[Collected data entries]
★ ★ ★ ★ ★ ★ ★

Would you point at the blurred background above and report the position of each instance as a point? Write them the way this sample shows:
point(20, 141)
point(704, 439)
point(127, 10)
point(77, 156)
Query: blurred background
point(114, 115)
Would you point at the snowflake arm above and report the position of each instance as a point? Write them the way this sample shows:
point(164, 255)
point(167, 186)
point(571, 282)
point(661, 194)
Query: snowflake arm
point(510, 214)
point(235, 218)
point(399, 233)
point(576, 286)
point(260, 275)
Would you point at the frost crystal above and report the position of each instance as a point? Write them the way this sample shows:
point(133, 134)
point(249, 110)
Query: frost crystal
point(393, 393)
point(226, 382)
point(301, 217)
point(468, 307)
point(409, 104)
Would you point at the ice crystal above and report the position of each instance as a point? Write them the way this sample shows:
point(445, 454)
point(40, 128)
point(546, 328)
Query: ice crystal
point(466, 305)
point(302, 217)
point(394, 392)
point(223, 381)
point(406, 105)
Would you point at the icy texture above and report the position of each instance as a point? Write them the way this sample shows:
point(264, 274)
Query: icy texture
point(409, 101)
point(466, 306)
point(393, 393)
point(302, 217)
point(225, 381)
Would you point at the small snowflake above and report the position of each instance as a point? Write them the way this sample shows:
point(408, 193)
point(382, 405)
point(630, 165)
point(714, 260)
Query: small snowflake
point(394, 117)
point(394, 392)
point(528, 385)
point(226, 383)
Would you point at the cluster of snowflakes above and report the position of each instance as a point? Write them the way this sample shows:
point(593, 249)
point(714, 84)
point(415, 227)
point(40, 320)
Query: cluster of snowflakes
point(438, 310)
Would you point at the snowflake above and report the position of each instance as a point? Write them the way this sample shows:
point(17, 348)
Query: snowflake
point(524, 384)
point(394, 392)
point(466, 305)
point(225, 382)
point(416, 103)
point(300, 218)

★ ★ ★ ★ ★ ★ ★

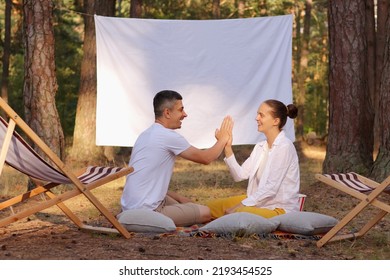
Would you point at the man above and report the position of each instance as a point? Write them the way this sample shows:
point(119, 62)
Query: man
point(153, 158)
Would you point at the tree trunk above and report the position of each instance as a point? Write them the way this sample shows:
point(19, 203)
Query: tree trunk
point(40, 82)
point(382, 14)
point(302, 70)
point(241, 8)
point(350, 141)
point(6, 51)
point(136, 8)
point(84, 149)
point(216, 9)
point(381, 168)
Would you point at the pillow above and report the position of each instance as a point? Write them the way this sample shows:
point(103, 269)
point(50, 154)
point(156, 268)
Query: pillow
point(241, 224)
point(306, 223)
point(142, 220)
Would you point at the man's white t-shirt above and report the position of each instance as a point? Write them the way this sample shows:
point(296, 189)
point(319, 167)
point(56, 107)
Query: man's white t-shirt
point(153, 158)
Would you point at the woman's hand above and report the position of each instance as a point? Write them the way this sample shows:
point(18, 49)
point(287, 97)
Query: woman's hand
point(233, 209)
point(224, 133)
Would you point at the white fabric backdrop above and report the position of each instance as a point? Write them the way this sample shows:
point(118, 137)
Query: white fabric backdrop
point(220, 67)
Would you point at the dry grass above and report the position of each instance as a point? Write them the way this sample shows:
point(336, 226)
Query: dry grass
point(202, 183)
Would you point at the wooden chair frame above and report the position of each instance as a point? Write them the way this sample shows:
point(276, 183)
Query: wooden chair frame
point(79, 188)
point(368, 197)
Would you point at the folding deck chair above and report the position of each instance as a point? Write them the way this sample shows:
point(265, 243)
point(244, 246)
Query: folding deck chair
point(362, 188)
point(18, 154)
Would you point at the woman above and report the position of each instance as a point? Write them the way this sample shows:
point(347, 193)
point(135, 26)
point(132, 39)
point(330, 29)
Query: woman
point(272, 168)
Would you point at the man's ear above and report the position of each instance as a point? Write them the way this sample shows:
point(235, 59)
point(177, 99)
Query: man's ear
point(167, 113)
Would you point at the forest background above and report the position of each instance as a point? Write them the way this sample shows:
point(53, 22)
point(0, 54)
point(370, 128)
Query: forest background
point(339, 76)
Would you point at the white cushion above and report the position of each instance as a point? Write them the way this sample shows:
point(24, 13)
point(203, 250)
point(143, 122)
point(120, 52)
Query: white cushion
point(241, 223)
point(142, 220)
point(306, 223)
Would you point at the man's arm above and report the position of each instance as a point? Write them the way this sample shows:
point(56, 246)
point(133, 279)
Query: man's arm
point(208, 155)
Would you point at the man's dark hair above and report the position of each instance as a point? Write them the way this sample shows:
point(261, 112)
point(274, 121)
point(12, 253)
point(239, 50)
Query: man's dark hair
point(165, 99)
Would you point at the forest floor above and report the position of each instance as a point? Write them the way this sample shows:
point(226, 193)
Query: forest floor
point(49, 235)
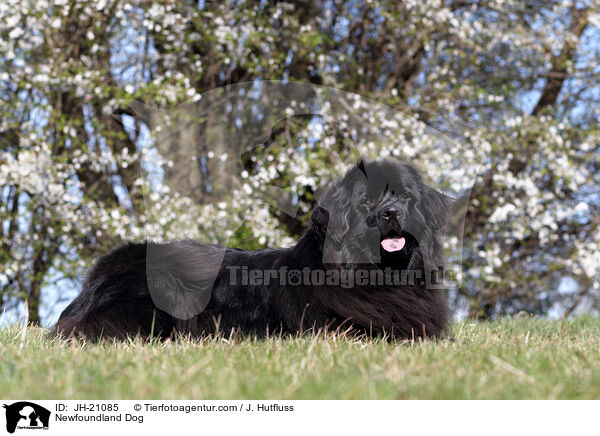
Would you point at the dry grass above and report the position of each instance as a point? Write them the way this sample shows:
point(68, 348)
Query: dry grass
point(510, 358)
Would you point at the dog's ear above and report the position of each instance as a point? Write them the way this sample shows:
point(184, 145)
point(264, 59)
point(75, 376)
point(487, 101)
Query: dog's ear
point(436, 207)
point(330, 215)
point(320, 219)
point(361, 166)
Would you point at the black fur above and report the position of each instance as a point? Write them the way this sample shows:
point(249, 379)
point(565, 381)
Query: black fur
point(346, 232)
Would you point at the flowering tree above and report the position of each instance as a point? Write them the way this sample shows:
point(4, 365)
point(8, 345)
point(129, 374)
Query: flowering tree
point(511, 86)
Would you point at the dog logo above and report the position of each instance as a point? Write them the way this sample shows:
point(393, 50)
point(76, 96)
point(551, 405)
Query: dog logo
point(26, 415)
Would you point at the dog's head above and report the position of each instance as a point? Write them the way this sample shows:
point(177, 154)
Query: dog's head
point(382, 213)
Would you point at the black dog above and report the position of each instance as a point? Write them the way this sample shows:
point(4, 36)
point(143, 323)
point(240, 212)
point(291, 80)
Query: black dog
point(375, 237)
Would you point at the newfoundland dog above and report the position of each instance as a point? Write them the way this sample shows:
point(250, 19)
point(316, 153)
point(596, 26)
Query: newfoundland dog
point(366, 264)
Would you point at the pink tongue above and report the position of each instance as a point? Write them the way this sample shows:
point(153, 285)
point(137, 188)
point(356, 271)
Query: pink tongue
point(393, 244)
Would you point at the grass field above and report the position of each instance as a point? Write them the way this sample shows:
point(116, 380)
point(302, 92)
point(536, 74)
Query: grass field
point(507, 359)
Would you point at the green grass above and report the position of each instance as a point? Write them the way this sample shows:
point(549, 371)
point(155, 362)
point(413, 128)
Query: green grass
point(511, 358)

★ ★ ★ ★ ★ ★ ★

= ASSIGNMENT =
Your answer should be the exact lines above from the one with "Would you point at the blurred" through the one with "point(661, 194)", both included, and nothing besides.

= FINISHED TASK =
Would you point at the blurred background above and report the position of each instance as a point? Write them the way this sample shows:
point(20, 141)
point(704, 439)
point(127, 10)
point(77, 156)
Query: blurred background
point(114, 115)
Would you point at the snowflake arm above and report the position of each instance as a point? Write them the way this sample shows:
point(164, 255)
point(167, 186)
point(571, 282)
point(661, 194)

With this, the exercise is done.